PROBLEM REQUIREMENTS. Can you repeat everything from "trace the outline of every instance of the wooden" down to "200L92 186L92 166L1" with "privacy fence" swapped for "picket fence" and nothing else changed?

LISTED RECORDS.
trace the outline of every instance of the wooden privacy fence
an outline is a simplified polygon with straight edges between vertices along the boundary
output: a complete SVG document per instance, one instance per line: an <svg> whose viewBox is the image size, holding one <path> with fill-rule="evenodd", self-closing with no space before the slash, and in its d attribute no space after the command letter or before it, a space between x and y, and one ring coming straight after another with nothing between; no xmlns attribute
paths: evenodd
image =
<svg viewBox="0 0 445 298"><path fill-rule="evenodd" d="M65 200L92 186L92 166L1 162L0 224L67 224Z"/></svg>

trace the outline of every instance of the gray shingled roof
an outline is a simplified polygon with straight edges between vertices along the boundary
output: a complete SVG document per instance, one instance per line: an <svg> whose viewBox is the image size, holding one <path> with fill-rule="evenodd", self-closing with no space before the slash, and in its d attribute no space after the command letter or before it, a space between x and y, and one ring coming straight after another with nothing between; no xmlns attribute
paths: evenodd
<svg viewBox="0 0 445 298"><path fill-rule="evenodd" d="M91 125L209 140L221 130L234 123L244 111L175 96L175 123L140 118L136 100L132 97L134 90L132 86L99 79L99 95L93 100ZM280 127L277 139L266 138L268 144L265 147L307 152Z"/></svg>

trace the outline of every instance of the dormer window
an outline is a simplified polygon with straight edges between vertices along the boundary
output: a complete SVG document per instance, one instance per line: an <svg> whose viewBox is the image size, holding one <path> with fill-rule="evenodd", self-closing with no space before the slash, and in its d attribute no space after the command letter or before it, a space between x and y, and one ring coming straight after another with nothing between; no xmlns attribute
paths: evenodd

==

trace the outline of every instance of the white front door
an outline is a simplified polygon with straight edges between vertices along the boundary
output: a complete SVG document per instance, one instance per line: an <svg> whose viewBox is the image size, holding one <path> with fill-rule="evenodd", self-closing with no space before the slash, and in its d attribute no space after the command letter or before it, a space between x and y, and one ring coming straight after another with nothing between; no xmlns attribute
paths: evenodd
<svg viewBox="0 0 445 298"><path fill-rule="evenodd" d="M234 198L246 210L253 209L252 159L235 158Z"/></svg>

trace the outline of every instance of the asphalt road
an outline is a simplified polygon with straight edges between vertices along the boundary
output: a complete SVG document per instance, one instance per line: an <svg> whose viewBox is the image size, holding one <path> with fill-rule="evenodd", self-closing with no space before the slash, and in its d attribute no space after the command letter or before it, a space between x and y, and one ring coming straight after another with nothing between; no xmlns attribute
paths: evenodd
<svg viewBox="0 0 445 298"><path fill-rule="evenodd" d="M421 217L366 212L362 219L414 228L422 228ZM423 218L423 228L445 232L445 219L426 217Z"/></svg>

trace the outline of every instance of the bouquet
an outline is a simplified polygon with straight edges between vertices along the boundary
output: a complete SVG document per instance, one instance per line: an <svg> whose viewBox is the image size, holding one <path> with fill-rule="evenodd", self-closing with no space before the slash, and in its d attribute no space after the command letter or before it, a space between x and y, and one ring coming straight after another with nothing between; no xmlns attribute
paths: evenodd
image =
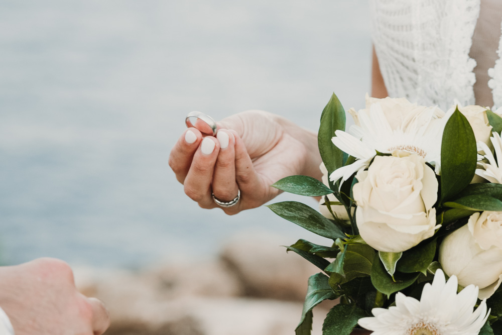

RESULT OF THE TASK.
trace the outline of every instance of the wooden picket fence
an outline is a simplified polygon with straight edges between vertices along the boundary
output: a complete SVG document per instance, one instance per line: an <svg> whose viewBox is the image size, holding one <path> with fill-rule="evenodd", self-closing with no space before the slash, and in its d attribute no space after the command letter or before it, a space between x and y, and one ring coming straight after another with nothing between; no xmlns attribute
paths: evenodd
image =
<svg viewBox="0 0 445 298"><path fill-rule="evenodd" d="M65 200L92 186L92 166L1 162L0 224L67 224Z"/></svg>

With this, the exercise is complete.